This performative photograph is a performance of Wilke’s imperfections, opposing Amelia Jones’ argument surrounding narcissism.

Wilke’s representation of her nude mother with only one breast and a mastectomy scar contributes to an artistic project that points to gender identity as a series of performative acts.

“If gender is instituted through acts which are internally discontinuous, then the appearance of substance is precisely that, a constructed identity, a performative accomplishment which the mundane social audience including actors themselves, come to believe and to perform in the mode of belief”

The viewer does not believe Butter’s scar as a performative utterance of femininity; we can see that Butter’s normal femininity is only appearance; therefore we recognise that gender identity itself as performative.

Documentation and Act of Documenting

Documentation and the act of documenting are essential in Wilke’s work: exploring the relationship between photography and documentation and understanding how the physical photograph captures the exact moment in time to represent Wilke’s self-documentation and feminist art form. Hannah Wilke is known for her photographic work of performances in which she used her own performative body; she established herself as both the artist and the subject of her work.

■ **DATA BLOCK**
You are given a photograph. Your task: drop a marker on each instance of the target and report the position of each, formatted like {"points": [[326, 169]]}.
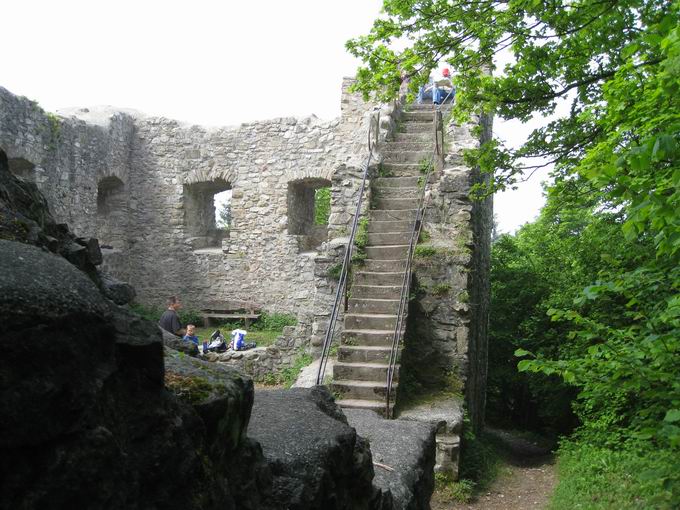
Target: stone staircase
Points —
{"points": [[360, 373]]}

■ **WRITTEN TASKS**
(a) List every person named in the passage on Hannah Wilke's photography.
(b) Pick up the passage on Hannah Wilke's photography after its final sentence and write a few more sentences in the same vein.

■ **FINAL ANSWERS**
(a) Hannah Wilke, Amelia Jones, Butter

(b)
The language of photography focuses upon how the camera isolates and freezes a single moment of time and performance; assuming a critical importance, creating a special subject to our gaze and examinations by being photographed. The result of choice is on the part of the photographer. Photography can be considered as its own discourse, governed by the qualities of the medium, theory and practice through which experience and appearance of their subject is their own documentation. As like every mode of documentation and medium, photography is limited by its own inherent specificities and characteristics, what they can say and show of a performance/moment in time is limited to how they can say and show it: “A still photograph cannot record movement, and although it may communicate some idea of movement through visual representation it can only do so photographically.” A still photograph enacts a distinct interpretation, a selective construction, which in its choices and creativity tells us more about attitudes to and understandings of performance: communicating specific perceptions, values, meaning, interpretations and ways of seeing. The photograph does not only allow us to see something at that moment in time, but it also articulates something surrounding the meaning and value invested in the ‘thing’ depicted, in terms of individual responses and experiences, and more widespread cultural perceptions and understandings. Photographs articulate a way of seeing: speaking of the performance that produced or inspired them.

In the instance of Wilke’s photographs, she invites the audience to enter her life and reflect on the performative acts documented through medium of photography: acknowledged greatly for her theoretical reach into the photography discourse. Although the works, of Hannah Wilke I have discussed (Fig.1 and Fig.2), are not photographs taken of an actual live performance they are still documentations of a performance, this being a gendered performance of her body: the body being known through its representational performances, whether documented live, in photographs, videos or text. “If we do not document performance it disappears; we document performance to stop it disappearing” Wilke has purposely documented her gendered performance as its natural social performance; her performative body and self-representation combine to create her self-documentation of sexual difference and gender. John Berger states how photography is:

“Unlike any other visual image, a photograph is not a rendering, an imitation or an interpretation of its subject, but actually a trace of it. No painting or drawing, however naturalist, belongs to its subject in the way that a photograph does”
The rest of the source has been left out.